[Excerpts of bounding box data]

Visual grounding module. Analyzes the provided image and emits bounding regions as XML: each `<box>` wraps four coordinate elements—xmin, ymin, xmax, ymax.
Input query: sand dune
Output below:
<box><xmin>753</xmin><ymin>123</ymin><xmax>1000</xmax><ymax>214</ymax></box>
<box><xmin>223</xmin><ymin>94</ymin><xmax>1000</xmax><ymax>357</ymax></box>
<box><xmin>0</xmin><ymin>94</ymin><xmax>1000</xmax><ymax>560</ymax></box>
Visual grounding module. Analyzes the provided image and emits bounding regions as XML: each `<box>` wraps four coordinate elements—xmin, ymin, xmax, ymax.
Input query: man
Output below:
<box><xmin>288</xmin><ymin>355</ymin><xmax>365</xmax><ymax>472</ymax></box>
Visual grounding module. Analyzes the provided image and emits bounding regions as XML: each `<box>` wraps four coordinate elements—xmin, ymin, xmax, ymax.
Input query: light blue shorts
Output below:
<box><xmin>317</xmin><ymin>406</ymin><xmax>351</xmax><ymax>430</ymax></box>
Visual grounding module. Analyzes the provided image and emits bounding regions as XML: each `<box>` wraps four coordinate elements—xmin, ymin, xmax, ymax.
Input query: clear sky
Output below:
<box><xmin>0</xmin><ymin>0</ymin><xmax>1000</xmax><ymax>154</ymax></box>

▸ **Challenge**: Filter the excerpts of bounding box data above, copying out only the lines that contain the string "Input".

▸ **Exercise solution**:
Input query: sand dune
Input query: man
Input query: light blue shorts
Input query: clear sky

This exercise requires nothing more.